───── AUSGANGSTEXT ─────

Da ich unerwartet Überstunden abfeiern konnte wurde gleich in der Früh angefangen mit dem entfernen der Lorbeerhecke.
  
Nach gefühlten 20h Arbeit zum ausgraben der Wurzeln waren wir gegen 12Uhr fertig.
Danach habe ich noch begonnen den alten Wasserfall zu zerlegen und die Erde etwas zu verteilen.
So hier steht er noch...
 
tadaaaaa weg ist er 
   

Ab 15Uhr war es dann in der prallen Sonne nicht mehr auszuhalten und viel zu heiß um noch einen Handstreich zu tätigen. 

Ach es gibt übrigens noch Neuigkeiten, das Fenster kam heute per Post und die ausgesuchten Steine dürften am Mittwoch/Donnerstag eintrudeln.
Die Steine sind aus Muschelkalk und wir sollten sie auch mit einem "spezial" Kleber verbinden/verlegen, eine reine Trockenmauer wäre zu instabil geworden.
Morgen wollte ich noch die Bretter für die Verschalung des Fundaments anbringen, laut Aussagen eines Fachmanns sollten wir den Sockel 8cm Tief und 25cm Breit anlegen.

───── VORLIEGENDE ANGABEN ─────

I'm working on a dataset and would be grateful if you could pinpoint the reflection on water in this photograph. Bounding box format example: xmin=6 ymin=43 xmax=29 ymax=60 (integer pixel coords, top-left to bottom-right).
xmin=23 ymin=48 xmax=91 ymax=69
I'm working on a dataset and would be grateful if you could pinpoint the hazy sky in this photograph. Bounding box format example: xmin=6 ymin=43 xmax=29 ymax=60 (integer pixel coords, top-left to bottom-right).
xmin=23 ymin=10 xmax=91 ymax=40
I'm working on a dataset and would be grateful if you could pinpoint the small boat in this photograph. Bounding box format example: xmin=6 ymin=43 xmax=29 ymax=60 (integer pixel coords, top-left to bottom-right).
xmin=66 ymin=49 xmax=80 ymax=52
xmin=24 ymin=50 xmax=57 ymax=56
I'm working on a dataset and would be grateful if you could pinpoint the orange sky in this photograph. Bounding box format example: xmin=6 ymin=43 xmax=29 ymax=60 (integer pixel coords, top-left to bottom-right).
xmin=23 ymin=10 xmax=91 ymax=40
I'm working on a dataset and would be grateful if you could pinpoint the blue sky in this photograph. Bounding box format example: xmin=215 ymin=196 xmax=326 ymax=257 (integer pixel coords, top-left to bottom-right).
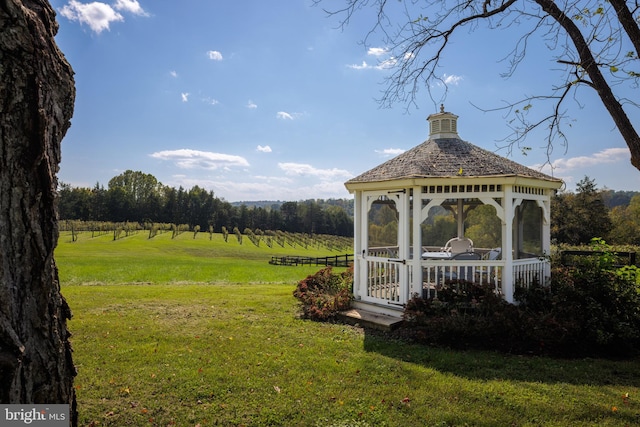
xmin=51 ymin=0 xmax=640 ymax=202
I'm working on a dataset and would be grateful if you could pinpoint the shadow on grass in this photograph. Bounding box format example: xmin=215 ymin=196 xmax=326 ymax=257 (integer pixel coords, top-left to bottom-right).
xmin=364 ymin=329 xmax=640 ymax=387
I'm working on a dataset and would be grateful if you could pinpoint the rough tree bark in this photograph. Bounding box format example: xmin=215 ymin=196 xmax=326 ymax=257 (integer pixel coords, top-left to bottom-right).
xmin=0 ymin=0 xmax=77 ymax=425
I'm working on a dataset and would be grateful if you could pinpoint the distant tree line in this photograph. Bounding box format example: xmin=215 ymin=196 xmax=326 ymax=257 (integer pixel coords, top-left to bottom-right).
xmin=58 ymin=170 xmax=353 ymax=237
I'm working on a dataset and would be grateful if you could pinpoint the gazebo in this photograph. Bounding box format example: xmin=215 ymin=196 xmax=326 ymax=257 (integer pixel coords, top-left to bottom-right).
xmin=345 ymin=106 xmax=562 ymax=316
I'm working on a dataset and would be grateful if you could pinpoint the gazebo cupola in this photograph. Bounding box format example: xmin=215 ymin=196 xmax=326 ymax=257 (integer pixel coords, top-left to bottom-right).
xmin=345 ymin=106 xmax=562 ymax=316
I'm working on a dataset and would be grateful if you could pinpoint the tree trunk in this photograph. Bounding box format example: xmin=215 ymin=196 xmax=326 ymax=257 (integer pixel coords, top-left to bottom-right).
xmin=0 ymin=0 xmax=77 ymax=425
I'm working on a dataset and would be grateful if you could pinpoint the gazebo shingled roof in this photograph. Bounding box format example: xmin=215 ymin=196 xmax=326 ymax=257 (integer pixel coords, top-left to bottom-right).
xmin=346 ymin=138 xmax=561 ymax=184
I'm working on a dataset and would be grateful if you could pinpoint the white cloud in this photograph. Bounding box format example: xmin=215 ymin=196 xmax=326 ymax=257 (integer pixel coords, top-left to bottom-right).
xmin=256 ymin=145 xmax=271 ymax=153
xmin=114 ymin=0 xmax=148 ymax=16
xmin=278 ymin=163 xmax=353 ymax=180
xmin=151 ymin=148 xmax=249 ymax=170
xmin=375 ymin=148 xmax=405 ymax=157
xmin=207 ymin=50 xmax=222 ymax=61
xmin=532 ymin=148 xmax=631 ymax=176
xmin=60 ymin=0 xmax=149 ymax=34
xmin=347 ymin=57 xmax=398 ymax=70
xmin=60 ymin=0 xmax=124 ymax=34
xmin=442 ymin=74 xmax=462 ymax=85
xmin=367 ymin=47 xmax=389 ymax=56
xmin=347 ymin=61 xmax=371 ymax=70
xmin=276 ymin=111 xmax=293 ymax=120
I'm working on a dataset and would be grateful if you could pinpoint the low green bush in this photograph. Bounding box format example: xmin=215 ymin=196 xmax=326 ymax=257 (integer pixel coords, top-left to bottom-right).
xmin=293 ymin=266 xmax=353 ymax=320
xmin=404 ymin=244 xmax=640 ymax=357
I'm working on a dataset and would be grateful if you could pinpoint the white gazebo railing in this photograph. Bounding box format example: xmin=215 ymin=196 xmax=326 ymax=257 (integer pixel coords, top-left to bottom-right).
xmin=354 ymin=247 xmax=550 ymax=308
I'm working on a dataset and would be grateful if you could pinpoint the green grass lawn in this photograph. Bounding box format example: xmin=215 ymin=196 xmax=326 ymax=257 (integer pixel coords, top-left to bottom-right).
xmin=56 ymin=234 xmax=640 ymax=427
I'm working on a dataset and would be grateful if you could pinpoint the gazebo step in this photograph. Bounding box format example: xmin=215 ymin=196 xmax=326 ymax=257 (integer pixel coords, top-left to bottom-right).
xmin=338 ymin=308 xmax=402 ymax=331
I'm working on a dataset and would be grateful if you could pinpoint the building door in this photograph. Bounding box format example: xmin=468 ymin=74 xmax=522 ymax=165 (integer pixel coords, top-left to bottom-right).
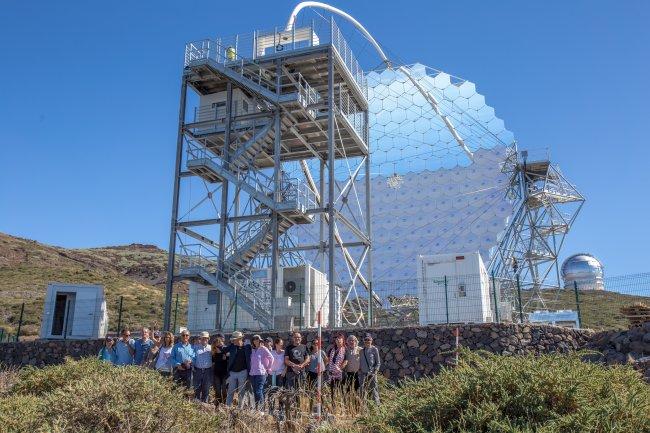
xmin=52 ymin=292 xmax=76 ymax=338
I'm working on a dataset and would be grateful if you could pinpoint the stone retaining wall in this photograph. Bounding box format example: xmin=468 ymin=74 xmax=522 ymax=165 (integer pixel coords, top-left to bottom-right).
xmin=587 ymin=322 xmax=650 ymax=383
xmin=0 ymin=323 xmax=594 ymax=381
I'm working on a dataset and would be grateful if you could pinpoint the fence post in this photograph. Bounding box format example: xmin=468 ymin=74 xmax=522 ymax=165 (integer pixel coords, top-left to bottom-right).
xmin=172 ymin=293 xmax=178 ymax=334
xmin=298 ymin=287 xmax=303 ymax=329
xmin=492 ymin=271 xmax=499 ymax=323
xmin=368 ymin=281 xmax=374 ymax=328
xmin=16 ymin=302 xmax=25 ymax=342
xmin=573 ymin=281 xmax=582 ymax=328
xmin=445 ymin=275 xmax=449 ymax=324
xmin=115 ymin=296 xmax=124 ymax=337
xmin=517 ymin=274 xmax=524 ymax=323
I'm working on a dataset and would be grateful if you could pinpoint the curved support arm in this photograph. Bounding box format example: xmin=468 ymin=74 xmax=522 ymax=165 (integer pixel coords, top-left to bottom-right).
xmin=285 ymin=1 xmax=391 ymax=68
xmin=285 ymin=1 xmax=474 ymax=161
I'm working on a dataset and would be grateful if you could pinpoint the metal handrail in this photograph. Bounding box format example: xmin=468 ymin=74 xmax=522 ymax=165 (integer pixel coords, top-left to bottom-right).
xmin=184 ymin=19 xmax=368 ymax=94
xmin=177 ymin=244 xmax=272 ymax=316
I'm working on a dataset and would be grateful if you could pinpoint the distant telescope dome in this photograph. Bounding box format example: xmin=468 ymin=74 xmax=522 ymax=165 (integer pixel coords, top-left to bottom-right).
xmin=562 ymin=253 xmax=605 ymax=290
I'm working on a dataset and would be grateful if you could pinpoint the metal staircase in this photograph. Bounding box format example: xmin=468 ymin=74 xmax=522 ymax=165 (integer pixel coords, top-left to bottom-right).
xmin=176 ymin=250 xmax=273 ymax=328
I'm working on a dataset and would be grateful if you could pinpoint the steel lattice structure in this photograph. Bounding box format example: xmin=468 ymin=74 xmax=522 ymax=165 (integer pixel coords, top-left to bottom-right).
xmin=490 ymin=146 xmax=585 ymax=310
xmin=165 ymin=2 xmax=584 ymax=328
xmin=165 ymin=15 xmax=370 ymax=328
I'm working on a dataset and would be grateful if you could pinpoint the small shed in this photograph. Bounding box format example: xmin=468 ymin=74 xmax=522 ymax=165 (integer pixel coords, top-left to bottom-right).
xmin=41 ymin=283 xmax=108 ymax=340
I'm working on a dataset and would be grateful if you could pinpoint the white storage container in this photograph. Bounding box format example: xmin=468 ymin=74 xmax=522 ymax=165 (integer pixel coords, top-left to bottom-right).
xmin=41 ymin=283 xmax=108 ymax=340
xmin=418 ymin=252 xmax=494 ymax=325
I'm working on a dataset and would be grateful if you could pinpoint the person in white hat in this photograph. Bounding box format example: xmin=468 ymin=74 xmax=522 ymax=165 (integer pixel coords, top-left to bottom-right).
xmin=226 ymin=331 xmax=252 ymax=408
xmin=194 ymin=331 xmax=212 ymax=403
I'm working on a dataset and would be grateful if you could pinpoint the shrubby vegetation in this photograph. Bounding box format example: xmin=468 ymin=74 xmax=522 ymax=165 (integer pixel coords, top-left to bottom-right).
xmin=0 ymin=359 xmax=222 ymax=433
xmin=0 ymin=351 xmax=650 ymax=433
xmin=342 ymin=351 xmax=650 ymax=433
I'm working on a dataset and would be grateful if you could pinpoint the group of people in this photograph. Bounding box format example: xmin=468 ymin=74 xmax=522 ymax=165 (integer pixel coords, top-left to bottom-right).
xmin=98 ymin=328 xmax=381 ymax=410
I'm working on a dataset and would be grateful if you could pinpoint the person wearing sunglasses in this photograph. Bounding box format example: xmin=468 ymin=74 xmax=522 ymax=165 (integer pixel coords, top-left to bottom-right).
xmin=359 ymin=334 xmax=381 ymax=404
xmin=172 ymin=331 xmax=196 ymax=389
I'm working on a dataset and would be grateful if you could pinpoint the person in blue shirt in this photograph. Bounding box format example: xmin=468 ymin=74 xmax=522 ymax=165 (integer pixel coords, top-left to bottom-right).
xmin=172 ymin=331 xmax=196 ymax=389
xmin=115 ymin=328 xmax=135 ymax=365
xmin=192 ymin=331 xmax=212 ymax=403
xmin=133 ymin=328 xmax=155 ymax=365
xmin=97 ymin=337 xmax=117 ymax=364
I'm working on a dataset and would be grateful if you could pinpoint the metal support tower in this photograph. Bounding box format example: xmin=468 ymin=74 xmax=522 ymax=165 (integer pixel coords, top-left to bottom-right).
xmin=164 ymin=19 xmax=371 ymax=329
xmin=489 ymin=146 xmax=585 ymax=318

─────

> ARBEITSANWEISUNG
Greifen Sie den Baubericht zu Heckenrodung und Mauerfundament auf und schreiben Sie ihn im Anschluss an seinen letzten Satz weiter.

> LÖSUNG
Danach wird es etwas mühseliger, der Boden muss begradigt werden, ich stelle mir das etwas schwieriger vor, aber auch hier hilft es nicht zu jammern und evtl wird es doch keine Knochenarbeit.

Jaa was gibt es sonst noch, eigentlich nichts mehr und ich finde für dass das wir eigentlich erst in meinem Urlaub beginnen wollten sind wird schon ziemlich weit 
Mir soll es ja Recht sein, bleibt mehr von meinem Urlaub 

Zum Schluss noch die restlichen Bilder 

Die Steine in der Mitte werden es
  
Hier das Fenster
 
Zwischenzeitlich konnte eine Schwebefliege nicht von mir lassen, egal was ich machte sie kam immer wieder auf meine Hand
 
Die Bilder sind alle mit dem Handy gemacht, deswegen die schlechte Quali, sry dafür 


Euch allen noch einen schönen Abend.

Grüße
Marcel


----------



## Zacky (24. Juli 2012)

*AW: Jetzt wird endlich umgebaut*

...das schaut ja schon gut aus, da war ja jemand bei dem Wetter echt fleißig...super...

beim Fundament würde ich nicht sparen, lieber etrwas tiefer setzen und dann über die gesamte Länge ein gute Staibiltät zu bekommen...8 cm klingt jetzt erstmal nicht gerade viel...ich würde wohl eher 15 cm nehmen, da die Wand ja auch etwas höher wird...

ansonsten noch viel Spaß und jede Menge Tatendrang beim Projekt...

ps. Was ist das für ein Baum neben dem Teich? __ Tulpenbaum?


----------



## käptniglo (24. Juli 2012)

*AW: Jetzt wird endlich umgebaut*



doh schrieb:


> sie auch mit einem "spezial" Kleber verbinden/verlegen, eine reine Trockenmauer wäre zu instabil geworden.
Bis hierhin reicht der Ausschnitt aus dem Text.